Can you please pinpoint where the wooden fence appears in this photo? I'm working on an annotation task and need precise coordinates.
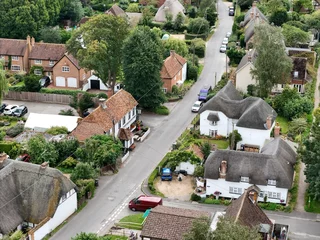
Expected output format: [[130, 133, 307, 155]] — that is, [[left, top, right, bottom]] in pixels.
[[4, 91, 72, 104]]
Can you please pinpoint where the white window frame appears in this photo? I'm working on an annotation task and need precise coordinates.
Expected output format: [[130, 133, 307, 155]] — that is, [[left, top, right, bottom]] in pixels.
[[62, 66, 70, 72], [229, 187, 242, 195], [240, 177, 250, 183], [268, 179, 277, 186], [11, 65, 21, 71]]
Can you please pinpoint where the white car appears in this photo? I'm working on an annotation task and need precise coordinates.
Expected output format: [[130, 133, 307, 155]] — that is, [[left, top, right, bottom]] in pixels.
[[220, 45, 227, 53], [191, 101, 203, 112], [222, 38, 229, 45], [3, 105, 19, 116]]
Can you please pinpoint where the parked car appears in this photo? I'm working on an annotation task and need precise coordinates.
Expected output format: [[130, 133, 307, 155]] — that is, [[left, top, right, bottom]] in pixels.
[[0, 103, 8, 113], [220, 45, 227, 53], [39, 76, 51, 87], [222, 38, 229, 45], [191, 101, 203, 112], [12, 105, 28, 117], [16, 153, 30, 162], [3, 105, 19, 116], [129, 195, 162, 211]]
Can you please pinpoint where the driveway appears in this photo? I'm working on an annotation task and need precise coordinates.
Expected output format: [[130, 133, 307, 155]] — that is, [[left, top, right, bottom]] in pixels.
[[2, 100, 78, 117]]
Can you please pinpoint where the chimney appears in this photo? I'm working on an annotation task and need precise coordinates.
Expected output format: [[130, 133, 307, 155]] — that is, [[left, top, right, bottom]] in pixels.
[[40, 162, 49, 170], [266, 116, 272, 129], [99, 98, 107, 109], [274, 122, 280, 138], [0, 152, 8, 169], [219, 160, 227, 178], [31, 37, 35, 47]]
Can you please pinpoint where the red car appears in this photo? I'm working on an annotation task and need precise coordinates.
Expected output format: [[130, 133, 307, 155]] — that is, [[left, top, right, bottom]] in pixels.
[[16, 153, 30, 162]]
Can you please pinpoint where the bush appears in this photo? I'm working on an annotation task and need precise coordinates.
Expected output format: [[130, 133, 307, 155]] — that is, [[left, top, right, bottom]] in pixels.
[[46, 127, 68, 135], [190, 193, 201, 202], [6, 124, 23, 137], [154, 105, 170, 115]]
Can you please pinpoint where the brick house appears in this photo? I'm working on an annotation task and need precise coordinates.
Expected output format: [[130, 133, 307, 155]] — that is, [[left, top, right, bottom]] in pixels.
[[161, 51, 187, 93], [52, 53, 91, 89]]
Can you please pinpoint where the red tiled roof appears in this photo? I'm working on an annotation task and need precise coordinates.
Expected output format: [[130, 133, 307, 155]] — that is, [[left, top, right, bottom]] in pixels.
[[71, 89, 138, 141], [0, 38, 27, 56], [161, 51, 187, 78], [29, 43, 66, 61]]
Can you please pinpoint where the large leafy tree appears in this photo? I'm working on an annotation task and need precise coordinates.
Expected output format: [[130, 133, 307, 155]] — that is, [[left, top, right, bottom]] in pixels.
[[123, 27, 165, 108], [251, 24, 293, 97], [67, 14, 129, 93]]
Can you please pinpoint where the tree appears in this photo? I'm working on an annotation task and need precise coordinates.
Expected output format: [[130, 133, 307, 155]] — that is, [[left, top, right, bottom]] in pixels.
[[40, 27, 61, 43], [188, 17, 210, 34], [269, 8, 289, 26], [67, 14, 129, 94], [162, 38, 189, 58], [0, 61, 9, 102], [123, 27, 165, 108], [27, 135, 58, 167], [282, 24, 310, 47], [251, 24, 292, 97]]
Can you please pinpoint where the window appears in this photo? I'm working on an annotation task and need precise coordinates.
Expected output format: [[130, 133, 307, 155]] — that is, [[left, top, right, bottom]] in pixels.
[[34, 69, 42, 75], [268, 179, 277, 186], [209, 130, 218, 137], [268, 192, 281, 199], [62, 66, 70, 72], [11, 65, 20, 71], [229, 187, 242, 194], [241, 177, 249, 182]]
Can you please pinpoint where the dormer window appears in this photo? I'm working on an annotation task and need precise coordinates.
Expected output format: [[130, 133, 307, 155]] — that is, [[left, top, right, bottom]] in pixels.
[[268, 179, 277, 186], [240, 177, 250, 182]]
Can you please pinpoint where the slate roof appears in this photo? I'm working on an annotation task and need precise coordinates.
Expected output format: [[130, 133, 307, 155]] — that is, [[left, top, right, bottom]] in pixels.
[[71, 89, 138, 141], [154, 0, 185, 22], [204, 138, 296, 189], [0, 159, 75, 234], [29, 43, 66, 61], [161, 51, 187, 79], [225, 189, 273, 228], [0, 38, 27, 56], [141, 205, 210, 240], [199, 81, 277, 130]]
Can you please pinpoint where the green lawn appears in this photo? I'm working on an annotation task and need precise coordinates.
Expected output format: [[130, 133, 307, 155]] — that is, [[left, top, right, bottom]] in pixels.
[[276, 116, 289, 134], [118, 213, 144, 230]]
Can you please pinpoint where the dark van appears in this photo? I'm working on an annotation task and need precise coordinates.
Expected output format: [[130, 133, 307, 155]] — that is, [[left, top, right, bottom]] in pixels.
[[129, 195, 162, 211]]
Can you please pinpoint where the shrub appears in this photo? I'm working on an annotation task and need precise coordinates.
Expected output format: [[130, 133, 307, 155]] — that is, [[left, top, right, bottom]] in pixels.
[[154, 105, 170, 115], [190, 193, 201, 202], [46, 127, 68, 135], [6, 124, 23, 137]]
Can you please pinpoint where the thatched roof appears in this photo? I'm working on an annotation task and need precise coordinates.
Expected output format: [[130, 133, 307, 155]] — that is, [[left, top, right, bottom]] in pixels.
[[204, 138, 296, 189], [0, 159, 75, 234], [199, 81, 277, 130]]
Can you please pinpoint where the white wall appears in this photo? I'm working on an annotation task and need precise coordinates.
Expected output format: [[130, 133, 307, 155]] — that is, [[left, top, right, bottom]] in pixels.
[[30, 189, 77, 240], [206, 179, 288, 204], [236, 63, 256, 93]]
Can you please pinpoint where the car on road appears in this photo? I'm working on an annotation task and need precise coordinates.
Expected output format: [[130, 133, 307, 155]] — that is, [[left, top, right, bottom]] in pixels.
[[0, 103, 8, 113], [191, 101, 203, 112], [3, 105, 19, 116], [129, 195, 162, 211], [12, 105, 28, 117], [39, 76, 50, 87], [16, 153, 30, 162], [220, 45, 227, 53], [222, 38, 229, 45]]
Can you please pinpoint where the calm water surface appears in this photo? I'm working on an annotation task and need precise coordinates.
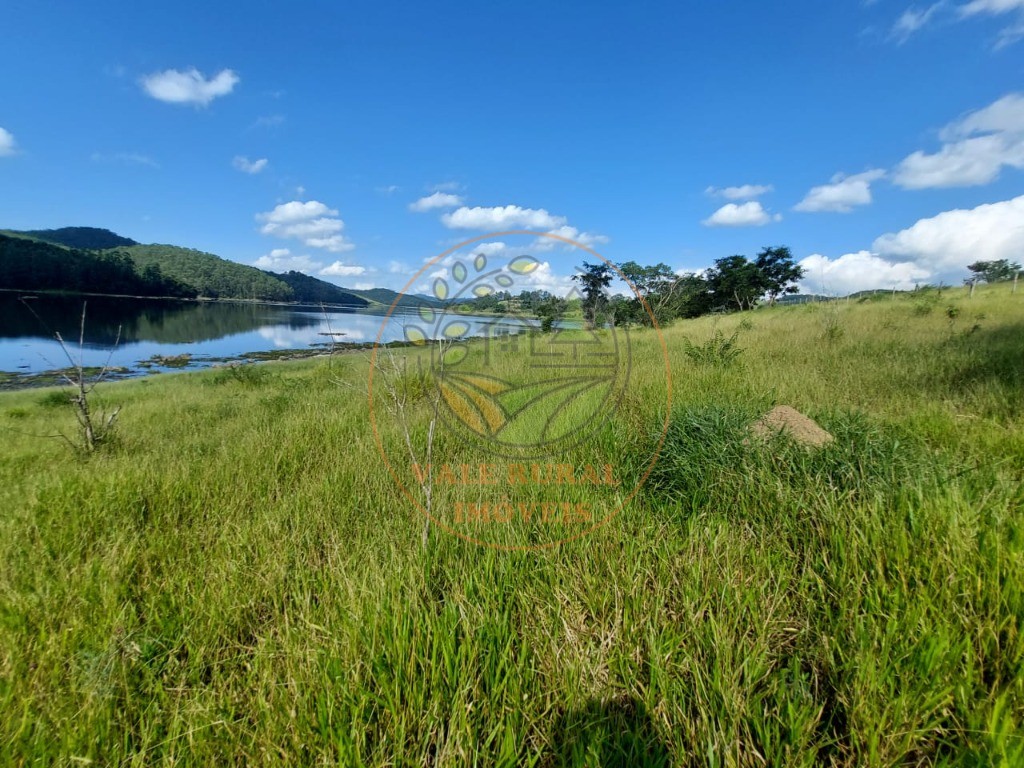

□ □ □ □

REQUIREMENTS: Rewrite every item above as a numbered list, skipping blank lines and leaving out the pictures.

FINAL ANSWER:
1. Can you please pinpoint where the wooden fence appears in this photo? I'm working on an annotation task and need precise coordinates.
2. Expected output format: [[130, 133, 307, 155]] — that is, [[left, top, right, bottom]] in pixels.
3. [[4, 91, 72, 104]]
4. Can you please pinpoint where the white window frame appears in this photo? I'm working on an annotation task and need precise coordinates.
5. Expected output format: [[130, 133, 307, 155]] — that is, [[left, top, right, bottom]] in pixels.
6. [[62, 66, 70, 72], [229, 187, 242, 195], [240, 177, 250, 183], [268, 179, 277, 186], [11, 65, 21, 71]]
7. Can you please pinpoint where the white car appears in this photo? I'm working on an annotation task and need precise coordinates.
8. Expected output format: [[130, 133, 307, 155]] — that is, [[left, top, right, bottom]] in pixels.
9. [[220, 45, 227, 53], [191, 101, 203, 112], [222, 38, 229, 45], [3, 105, 19, 116]]
10. Can you please pinpoint where the parked car appears in this photo? I'm working on an annotation task and need precise coordinates.
11. Expected output format: [[130, 133, 307, 155]] — that is, [[left, top, right, bottom]] in pixels.
12. [[0, 103, 8, 113], [220, 45, 227, 53], [39, 76, 51, 87], [222, 38, 229, 45], [191, 101, 203, 112], [12, 105, 28, 117], [16, 153, 30, 162], [3, 105, 19, 116], [129, 195, 162, 211]]
13. Can you please pinpoint where the driveway appears in this photo? I'm working on an annotation task and need precise coordinates.
14. Expected output format: [[130, 133, 307, 155]] — that is, [[left, top, right, bottom]] in pixels.
15. [[2, 100, 78, 117]]
16. Can you please pinpoint where the chimney appears in this photo? I'm working on an annotation task and need precise coordinates.
17. Expected output format: [[130, 133, 307, 155]] — that is, [[left, top, right, bottom]] in pixels.
18. [[40, 162, 49, 170], [266, 116, 272, 129], [99, 98, 107, 109], [274, 122, 280, 138], [0, 152, 8, 169], [219, 160, 227, 178], [31, 37, 35, 47]]
19. Can you please pinpoint where the red car appears in this photo? I'm working on an annotation task and need precise coordinates.
20. Expected output format: [[130, 133, 307, 155]] — that is, [[left, top, right, bottom]] in pixels.
21. [[16, 153, 30, 162]]
22. Can you please pinpoint where the bush appears in this photo? I'm working on an annotation task and need precise coordinates.
23. Expected output format: [[130, 133, 307, 155]] — that is, [[left, top, right, bottom]] in pixels.
24. [[46, 127, 68, 135], [190, 193, 201, 202], [6, 124, 23, 137], [154, 105, 170, 115]]
25. Can you please pinpoint where the brick house appears in this photo? I'm working on an annotation task and need precise coordinates.
26. Expected output format: [[130, 133, 307, 155]] — that is, [[left, top, right, bottom]] in pixels.
27. [[161, 51, 187, 93], [52, 53, 91, 89]]
28. Can you please pinpoint where the red tiled roof appears in this photo? I'm working on an annotation task and need precise coordinates.
29. Expected output format: [[130, 133, 307, 155]] — that is, [[left, top, right, bottom]] in pixels.
30. [[71, 89, 138, 141], [0, 38, 27, 56], [161, 51, 187, 78], [29, 43, 66, 61]]
31. Can you please pinpoint where the large leafy tree appears in this photo? I'm working on an annotation task and need precise coordinates.
32. Expected output format: [[130, 133, 307, 155]] — that is, [[left, top, right, bottom]] in pixels.
33. [[123, 27, 165, 108], [251, 24, 293, 97], [67, 14, 129, 93]]
34. Can you please pinpoint where the tree appears in this photo? I'm working on an annotation task and need precise coordinates.
35. Expected output format: [[130, 133, 307, 155]] — that is, [[left, top, right, bottom]] in pixels.
36. [[40, 27, 61, 43], [188, 17, 210, 34], [269, 8, 289, 26], [67, 14, 129, 94], [162, 38, 189, 58], [0, 61, 9, 102], [123, 27, 165, 108], [27, 135, 58, 167], [282, 24, 310, 47], [251, 24, 292, 97]]
37. Can you please pinpoint where the window appears in this photo? I'm working on an annotation task and need precise coordinates.
38. Expected output format: [[130, 133, 307, 155]] — that is, [[left, top, right, bottom]] in pixels.
39. [[34, 69, 42, 75], [268, 179, 277, 186], [209, 130, 218, 137], [268, 192, 281, 199], [62, 66, 70, 72], [11, 65, 20, 71], [229, 187, 242, 194], [241, 177, 249, 182]]
40. Can you please pinpoint where the dormer window appears in this photo? I'm working on an annotation task and need precise coordinates.
41. Expected output format: [[130, 133, 307, 155]] — that is, [[left, top, right, bottom]] in pixels.
42. [[268, 179, 277, 186], [240, 177, 250, 182]]
43. Can you please pinpoint where the slate roof appears in this photo? I'm working on an annotation task and need precise coordinates.
44. Expected output format: [[130, 133, 307, 155]] — that is, [[left, top, right, bottom]] in pixels.
45. [[71, 89, 138, 141], [154, 0, 185, 22], [204, 138, 296, 189], [0, 159, 75, 234], [29, 43, 66, 61], [161, 51, 187, 79], [225, 189, 273, 228], [0, 38, 27, 56], [141, 205, 210, 240], [199, 81, 277, 130]]
46. Can you please pinpoint where the green lawn appears in this photo? I'm working on an annotation task and need precise coordinates.
47. Expected output format: [[130, 133, 307, 155]] — that is, [[left, top, right, bottom]] in pixels.
48. [[276, 116, 289, 134], [118, 213, 144, 230]]
49. Can you please pinpoint where the dark van appears in this photo? I'm working on an annotation task and need precise coordinates.
50. Expected output format: [[130, 133, 307, 155]] — that is, [[left, top, right, bottom]] in pixels.
51. [[129, 195, 162, 211]]
52. Can you please pinpoint where the shrub appears in this photo? I'm working on an annotation task and need precise coordinates.
53. Expected output format: [[130, 133, 307, 155]] — that is, [[left, top, right, bottom]] in pixels.
54. [[154, 105, 170, 115], [190, 193, 201, 202], [46, 127, 68, 135], [6, 124, 23, 137]]
55. Can you please pinpoint where the thatched roof appears in this photo? I'm working on an annotation task and need precise coordinates.
56. Expected output format: [[130, 133, 307, 155]] — that is, [[left, top, right, bottom]] in pixels.
57. [[204, 138, 296, 189], [0, 159, 75, 234], [199, 81, 277, 130]]
58. Can you please pinpoint where the white wall appears in this photo? I'm working on an annotation task and need precise coordinates.
59. Expected output format: [[130, 133, 307, 155]] — that is, [[left, top, right, bottom]] in pixels.
60. [[30, 189, 77, 240], [206, 179, 288, 204], [236, 63, 256, 93]]
61. Can you please pinpoint where the car on road appears in this photo? I'm working on an annotation task and need precise coordinates.
62. Expected output format: [[130, 133, 307, 155]] — that is, [[left, top, right, bottom]] in pixels.
63. [[0, 103, 8, 113], [191, 101, 203, 112], [3, 105, 19, 116], [129, 195, 162, 211], [12, 105, 28, 117], [39, 76, 50, 87], [16, 153, 30, 162], [220, 45, 227, 53], [222, 38, 229, 45]]
64. Can you please pinpoint where the calm water surface appears in this photo? I'm working on an annotation task and need precise coordinates.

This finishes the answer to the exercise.